Trecho para leitura:
%%
Mas mesmo antes de Trump a palavra “narrativa” vinha ganhando estranha popularidade, quase sempre para expressar uma velha máxima do jornalismo político: a versão importa mais que o fato.
Entretanto, essa simples ideia de aspecto inocente se transformou em um fenômeno nefasto na Era Trump: a “pós-Verdade” foi a palavra do ano para o Dicionário Oxford em 2016.
Mas por que exatamente esse conceito contagiou tanta gente e tão profundamente?
A explicação tem a ver com um tema antigo e intrigante, a popularidade da pseudociência.
Por que as pessoas acreditam em astrologia, homeopatia, terraplanismo, vida emocional das plantas, abdução por alienígenas, entre tantos temas que os cientistas se recusam a levar a sério?
Três respostas:
(1) são coisas para as quais é difícil, ou inútil, organizar uma refutação (ou uma prova) simples e conclusiva, e facílimo de montar uma conspiração;
(2) são credos inofensivos;
e (3) que apelam às ansiedades e emoções das pessoas, frequentemente lhes dando uma sensação de inserção em um grupo de iniciados portadores da Verdade.
Agora vamos ao enunciado de um teorema: quando uma narrativa sem pé nem cabeça é afirmada pela liderança política e atende a essas três condições (todas as três, não apenas uma ou duas) diz-se que se constituiu a chamada “pós-Verdade”.
%%
Tarefas a realizar:
- a) Segundo o trecho, qual palavra o Dicionário Oxford escolheu como palavra do ano em 2016?
- b) As afirmações abaixo estão de acordo com o trecho? Para cada uma, responda sim ou não e cite as palavras do trecho que decidem a resposta.
(i) Basta que uma narrativa atenda a uma das três condições para se constituir a pós-Verdade.
(ii) A explicação para o contágio do conceito tem a ver com a popularidade da pseudociência.
(iii) A palavra “narrativa” só começou a ganhar popularidade depois de Trump.
O material não tem nenhuma relação com este exercício.

Material fornecido:
%%
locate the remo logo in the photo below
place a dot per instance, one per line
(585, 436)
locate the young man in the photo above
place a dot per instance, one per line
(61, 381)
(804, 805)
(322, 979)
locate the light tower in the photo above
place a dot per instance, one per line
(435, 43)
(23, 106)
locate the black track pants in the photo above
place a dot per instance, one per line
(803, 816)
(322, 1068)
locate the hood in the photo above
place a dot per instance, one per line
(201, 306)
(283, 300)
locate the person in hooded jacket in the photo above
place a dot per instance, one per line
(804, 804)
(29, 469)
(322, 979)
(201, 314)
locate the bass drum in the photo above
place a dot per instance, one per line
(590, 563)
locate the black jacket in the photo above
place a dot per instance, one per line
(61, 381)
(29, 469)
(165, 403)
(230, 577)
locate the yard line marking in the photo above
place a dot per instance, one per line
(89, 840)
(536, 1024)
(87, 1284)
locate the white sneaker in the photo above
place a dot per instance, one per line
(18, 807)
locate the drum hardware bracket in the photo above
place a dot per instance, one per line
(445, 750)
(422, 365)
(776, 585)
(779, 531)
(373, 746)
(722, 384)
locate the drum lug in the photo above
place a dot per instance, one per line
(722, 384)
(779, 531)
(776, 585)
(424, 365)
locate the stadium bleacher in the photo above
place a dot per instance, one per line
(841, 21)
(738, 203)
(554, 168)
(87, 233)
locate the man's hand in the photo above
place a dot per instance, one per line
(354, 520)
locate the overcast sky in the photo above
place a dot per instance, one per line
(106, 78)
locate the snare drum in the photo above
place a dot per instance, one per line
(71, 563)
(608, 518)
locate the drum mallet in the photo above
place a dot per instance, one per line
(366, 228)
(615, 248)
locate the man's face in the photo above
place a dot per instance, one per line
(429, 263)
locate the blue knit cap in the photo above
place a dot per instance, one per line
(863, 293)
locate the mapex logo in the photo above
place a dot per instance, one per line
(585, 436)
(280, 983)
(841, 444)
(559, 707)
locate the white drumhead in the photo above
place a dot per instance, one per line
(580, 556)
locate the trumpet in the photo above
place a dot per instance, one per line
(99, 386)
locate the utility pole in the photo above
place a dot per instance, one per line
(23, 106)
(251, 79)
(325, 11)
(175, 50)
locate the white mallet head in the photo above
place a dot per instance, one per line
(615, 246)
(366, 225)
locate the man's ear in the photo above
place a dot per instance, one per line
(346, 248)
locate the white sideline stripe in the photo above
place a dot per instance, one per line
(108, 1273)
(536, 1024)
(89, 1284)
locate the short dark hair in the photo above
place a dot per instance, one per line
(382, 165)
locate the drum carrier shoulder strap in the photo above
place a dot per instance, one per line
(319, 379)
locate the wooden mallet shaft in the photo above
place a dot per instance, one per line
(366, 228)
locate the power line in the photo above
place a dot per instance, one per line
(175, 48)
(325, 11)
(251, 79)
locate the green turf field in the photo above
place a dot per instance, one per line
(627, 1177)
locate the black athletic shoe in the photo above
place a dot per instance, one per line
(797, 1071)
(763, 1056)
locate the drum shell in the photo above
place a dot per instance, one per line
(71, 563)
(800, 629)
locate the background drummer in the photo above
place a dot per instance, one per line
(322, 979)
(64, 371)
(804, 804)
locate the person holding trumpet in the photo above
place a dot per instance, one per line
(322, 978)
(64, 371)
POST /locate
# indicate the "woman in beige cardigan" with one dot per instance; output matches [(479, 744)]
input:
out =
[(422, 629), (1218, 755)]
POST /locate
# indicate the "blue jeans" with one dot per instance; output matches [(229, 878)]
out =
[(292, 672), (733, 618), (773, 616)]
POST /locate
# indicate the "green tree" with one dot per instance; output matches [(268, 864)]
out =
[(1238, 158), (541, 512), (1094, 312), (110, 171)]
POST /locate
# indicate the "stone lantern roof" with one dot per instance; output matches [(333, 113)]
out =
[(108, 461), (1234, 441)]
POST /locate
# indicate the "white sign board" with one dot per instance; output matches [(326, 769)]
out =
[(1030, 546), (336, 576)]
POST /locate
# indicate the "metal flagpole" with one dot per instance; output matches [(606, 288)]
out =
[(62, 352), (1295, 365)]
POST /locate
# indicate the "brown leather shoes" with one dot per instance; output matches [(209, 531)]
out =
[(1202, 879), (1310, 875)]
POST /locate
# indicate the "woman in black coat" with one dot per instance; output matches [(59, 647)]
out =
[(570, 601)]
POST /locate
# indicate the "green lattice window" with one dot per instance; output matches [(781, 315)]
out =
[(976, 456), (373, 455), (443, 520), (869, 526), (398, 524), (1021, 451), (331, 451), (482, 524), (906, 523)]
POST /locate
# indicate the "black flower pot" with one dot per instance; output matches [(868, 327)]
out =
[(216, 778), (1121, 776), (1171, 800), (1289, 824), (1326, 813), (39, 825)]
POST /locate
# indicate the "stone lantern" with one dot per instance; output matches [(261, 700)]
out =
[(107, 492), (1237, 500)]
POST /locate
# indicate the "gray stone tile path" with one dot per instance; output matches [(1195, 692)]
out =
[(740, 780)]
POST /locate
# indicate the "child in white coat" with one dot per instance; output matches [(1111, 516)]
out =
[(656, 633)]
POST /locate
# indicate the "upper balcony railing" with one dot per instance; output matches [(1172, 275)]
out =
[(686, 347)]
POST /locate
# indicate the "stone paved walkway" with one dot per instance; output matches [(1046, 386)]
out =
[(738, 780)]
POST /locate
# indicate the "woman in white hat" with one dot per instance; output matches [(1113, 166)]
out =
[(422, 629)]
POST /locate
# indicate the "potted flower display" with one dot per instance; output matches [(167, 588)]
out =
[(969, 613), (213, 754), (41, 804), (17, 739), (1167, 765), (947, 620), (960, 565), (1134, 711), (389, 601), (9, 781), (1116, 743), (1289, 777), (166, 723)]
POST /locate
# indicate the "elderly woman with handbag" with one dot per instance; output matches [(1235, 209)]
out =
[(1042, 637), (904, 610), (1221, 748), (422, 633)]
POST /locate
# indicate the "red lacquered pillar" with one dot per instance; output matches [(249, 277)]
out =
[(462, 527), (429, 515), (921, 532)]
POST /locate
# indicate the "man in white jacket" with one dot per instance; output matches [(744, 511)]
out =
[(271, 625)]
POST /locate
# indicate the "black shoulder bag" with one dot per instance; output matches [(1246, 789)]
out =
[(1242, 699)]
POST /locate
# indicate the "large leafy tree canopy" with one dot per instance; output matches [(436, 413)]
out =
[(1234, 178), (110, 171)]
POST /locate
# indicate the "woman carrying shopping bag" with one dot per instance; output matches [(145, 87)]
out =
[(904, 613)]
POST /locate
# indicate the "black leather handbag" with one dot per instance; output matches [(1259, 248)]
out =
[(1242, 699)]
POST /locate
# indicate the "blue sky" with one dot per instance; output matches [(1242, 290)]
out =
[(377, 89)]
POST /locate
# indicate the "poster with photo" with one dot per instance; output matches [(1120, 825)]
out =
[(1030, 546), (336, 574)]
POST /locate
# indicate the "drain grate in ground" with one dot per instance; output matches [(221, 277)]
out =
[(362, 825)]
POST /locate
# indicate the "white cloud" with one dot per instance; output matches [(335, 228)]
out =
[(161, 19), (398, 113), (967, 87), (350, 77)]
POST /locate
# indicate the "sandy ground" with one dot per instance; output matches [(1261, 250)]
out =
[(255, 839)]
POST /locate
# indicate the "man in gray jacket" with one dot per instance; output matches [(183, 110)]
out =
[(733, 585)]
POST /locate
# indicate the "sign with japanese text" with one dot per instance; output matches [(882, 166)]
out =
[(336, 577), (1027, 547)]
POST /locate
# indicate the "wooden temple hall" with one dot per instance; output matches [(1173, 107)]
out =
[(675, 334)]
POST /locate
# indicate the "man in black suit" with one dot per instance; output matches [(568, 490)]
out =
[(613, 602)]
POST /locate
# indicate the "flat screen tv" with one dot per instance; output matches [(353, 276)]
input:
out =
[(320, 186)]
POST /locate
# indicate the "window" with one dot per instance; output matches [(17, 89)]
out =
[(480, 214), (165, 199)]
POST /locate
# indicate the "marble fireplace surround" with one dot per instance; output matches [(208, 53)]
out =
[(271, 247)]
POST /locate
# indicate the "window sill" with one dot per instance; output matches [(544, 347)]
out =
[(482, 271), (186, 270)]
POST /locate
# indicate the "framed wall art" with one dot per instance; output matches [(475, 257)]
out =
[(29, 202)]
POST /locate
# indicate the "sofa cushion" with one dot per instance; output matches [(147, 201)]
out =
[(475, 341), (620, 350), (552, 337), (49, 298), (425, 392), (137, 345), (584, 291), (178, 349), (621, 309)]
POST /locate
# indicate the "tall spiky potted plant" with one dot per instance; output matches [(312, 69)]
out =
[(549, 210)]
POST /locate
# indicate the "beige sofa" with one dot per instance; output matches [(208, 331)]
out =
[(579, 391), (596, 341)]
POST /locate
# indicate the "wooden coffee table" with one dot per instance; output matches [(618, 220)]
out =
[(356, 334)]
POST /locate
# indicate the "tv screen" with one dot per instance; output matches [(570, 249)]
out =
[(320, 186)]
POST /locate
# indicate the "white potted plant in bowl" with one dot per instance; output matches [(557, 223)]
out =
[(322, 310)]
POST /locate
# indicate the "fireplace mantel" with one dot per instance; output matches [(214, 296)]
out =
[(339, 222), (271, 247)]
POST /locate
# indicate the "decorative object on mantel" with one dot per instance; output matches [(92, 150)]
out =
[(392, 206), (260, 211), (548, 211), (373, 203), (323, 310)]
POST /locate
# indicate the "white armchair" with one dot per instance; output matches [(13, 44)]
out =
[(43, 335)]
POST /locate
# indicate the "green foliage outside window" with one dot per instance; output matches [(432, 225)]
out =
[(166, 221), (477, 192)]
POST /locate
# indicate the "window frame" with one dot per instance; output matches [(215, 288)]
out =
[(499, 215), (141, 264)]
%%
Respostas da atividade:
- a) “pós-Verdade”

- b)
(i) Não: “todas as três, não apenas uma ou duas”.
(ii) Sim: “A explicação tem a ver com um tema antigo e intrigante, a popularidade da pseudociência.”
(iii) Não: “mesmo antes de Trump a palavra “narrativa” vinha ganhando estranha popularidade”.